[Recorded information — start]

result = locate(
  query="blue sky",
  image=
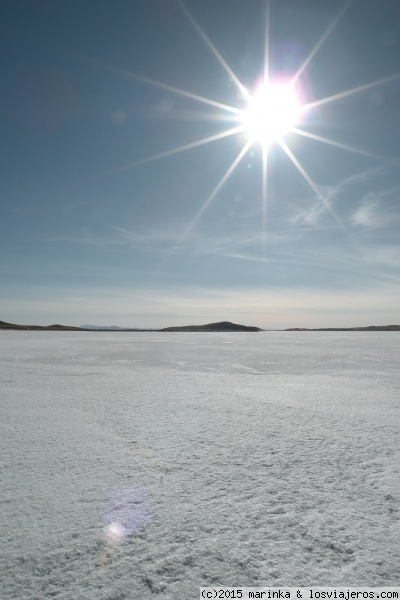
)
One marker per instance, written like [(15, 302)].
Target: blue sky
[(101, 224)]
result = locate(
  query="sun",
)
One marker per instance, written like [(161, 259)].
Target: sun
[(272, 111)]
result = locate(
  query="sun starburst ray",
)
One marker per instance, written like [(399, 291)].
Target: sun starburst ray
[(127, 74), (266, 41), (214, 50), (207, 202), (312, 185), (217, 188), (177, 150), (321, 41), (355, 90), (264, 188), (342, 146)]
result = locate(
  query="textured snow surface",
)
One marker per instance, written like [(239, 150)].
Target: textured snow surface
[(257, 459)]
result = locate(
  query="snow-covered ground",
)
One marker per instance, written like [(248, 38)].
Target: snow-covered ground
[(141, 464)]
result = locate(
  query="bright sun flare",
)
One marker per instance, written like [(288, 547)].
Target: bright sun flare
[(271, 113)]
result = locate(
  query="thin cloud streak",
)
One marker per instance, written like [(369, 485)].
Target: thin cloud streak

[Recorded information — finish]
[Recorded information — start]

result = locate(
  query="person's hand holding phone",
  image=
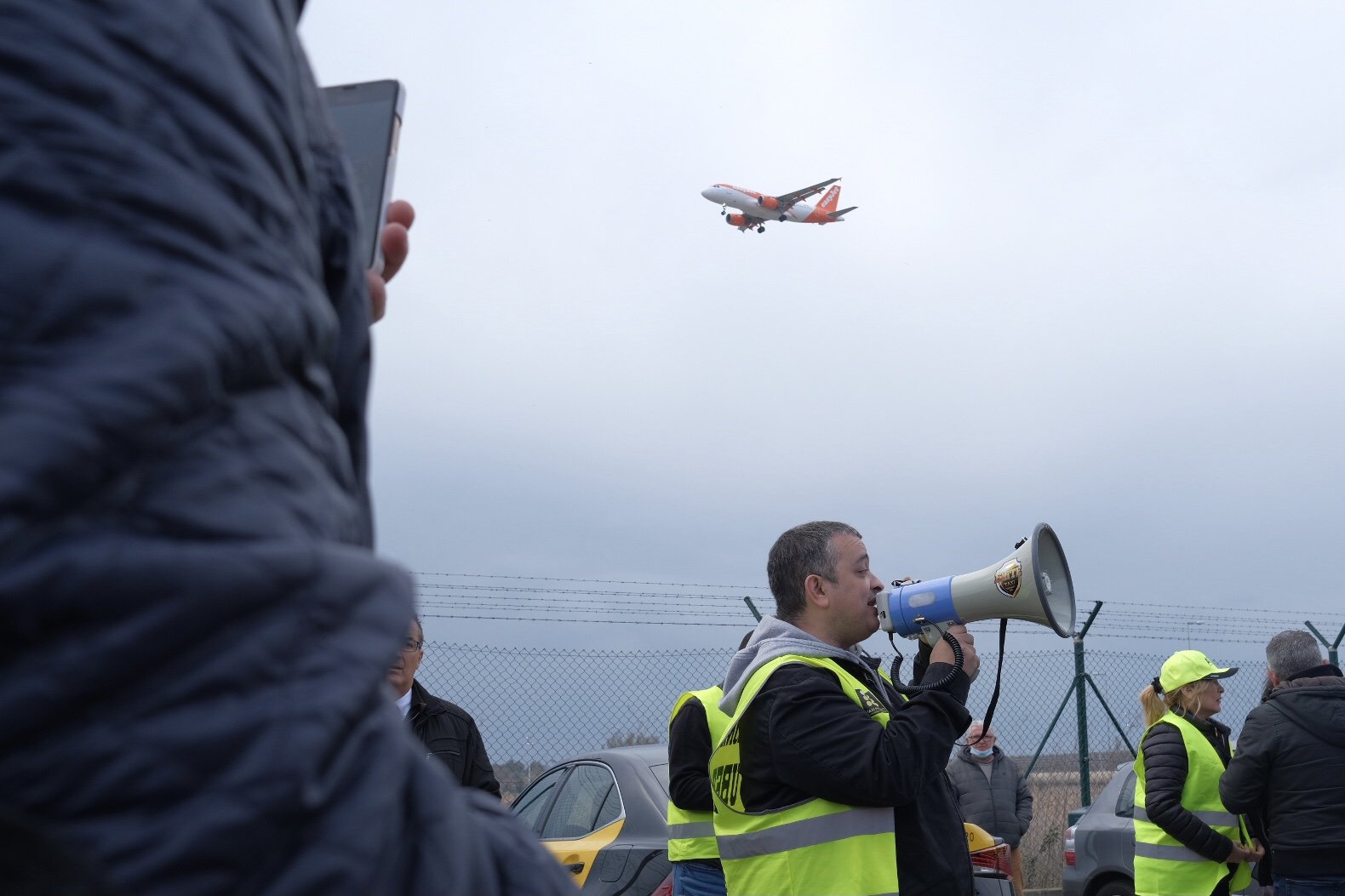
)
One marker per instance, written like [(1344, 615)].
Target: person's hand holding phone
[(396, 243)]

[Recorded information — finish]

- The problem:
Which of the lines above hold the string "cloud"? Pick each of them out.

- Solution:
  query="thin cloud streak",
Target: thin cloud streak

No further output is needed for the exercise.